▸ Work to complete
Convert each line of the records below into a Markdown table with the columns Row and Line, numbering the rows and skipping any blank lines. Leave the pictures out of the table.

▸ Dataset rows
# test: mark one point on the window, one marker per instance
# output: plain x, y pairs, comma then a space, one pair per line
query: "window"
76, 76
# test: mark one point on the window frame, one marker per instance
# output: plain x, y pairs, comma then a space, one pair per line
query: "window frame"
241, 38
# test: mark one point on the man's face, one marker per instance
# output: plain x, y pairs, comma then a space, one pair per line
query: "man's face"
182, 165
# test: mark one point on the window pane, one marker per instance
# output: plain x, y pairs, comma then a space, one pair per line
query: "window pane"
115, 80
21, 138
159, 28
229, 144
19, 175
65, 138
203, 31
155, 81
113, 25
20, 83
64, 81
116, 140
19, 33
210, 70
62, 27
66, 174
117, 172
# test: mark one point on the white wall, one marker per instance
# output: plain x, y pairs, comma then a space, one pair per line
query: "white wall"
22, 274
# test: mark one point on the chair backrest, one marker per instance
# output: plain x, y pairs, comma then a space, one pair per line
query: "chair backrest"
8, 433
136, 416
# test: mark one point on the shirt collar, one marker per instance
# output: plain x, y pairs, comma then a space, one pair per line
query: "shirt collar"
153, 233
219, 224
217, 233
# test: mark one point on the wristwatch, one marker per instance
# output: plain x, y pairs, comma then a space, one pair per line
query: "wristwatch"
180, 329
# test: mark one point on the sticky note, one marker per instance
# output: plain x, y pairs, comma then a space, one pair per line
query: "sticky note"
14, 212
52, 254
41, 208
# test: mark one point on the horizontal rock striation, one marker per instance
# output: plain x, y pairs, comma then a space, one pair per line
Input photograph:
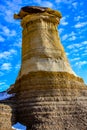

▸ Written answer
| Row | Line |
|---|---|
| 1 | # test: mark one point on the window, one marker per instance |
| 2 | # output: plain x, y pairs, comma then a space, one pair per line |
| 3 | query: "window" |
| 4 | 76, 76 |
| 5 | # test: mark one point on the window frame, one marker per instance |
| 6 | # output: plain x, y pairs, comma then a space, one pair per line |
| 7 | query: "window frame" |
| 8 | 241, 38 |
| 9 | # test: mark one point on the man's face, one marker per instance |
| 10 | # output: plain x, y pairs, comma then a space, one pair per line |
| 11 | query: "man's face" |
| 12 | 182, 165 |
| 13 | # test: mark one point on the window pane, one marker per instance |
| 14 | # output: plain x, y pairs, comma then a space, one pair per line |
| 15 | query: "window pane" |
| 16 | 115, 80 |
| 17 | 21, 138 |
| 18 | 159, 28 |
| 19 | 229, 144 |
| 20 | 19, 175 |
| 21 | 65, 138 |
| 22 | 203, 31 |
| 23 | 155, 81 |
| 24 | 113, 25 |
| 25 | 20, 83 |
| 26 | 64, 81 |
| 27 | 116, 140 |
| 28 | 19, 33 |
| 29 | 210, 70 |
| 30 | 62, 27 |
| 31 | 66, 174 |
| 32 | 117, 172 |
| 33 | # test: mark one point on the white wall, one marker per instance |
| 34 | # output: plain x, y pairs, comma then a space, one pair per line |
| 35 | query: "white wall" |
| 36 | 22, 274 |
| 37 | # test: mark one point on the chair backrest, one marker per instance |
| 38 | # output: plain x, y pairs, comma then a space, one pair per line |
| 39 | query: "chair backrest" |
| 40 | 8, 433 |
| 41 | 136, 416 |
| 42 | # test: mark one point on the shirt collar, one marker per instance |
| 43 | # output: plain x, y pairs, comma then a space, one pair per line |
| 44 | query: "shirt collar" |
| 45 | 153, 233 |
| 46 | 219, 224 |
| 47 | 217, 233 |
| 48 | # test: mark one point on the wristwatch, one marker per instance |
| 49 | # output: plain x, y pairs, comma then a space, one pair per line |
| 50 | query: "wristwatch" |
| 51 | 180, 329 |
| 52 | # test: mark one point on the sticky note, one marker per instance |
| 53 | # output: plain x, y pairs, comma then a space, one pair per line |
| 54 | query: "sticky note" |
| 55 | 14, 212 |
| 56 | 52, 254 |
| 57 | 41, 208 |
| 58 | # test: mark one point on the horizontal rock striation, one marker per instance |
| 59 | # output: plain x, y pairs, comma then a space, one pair per line |
| 60 | Input photograph: |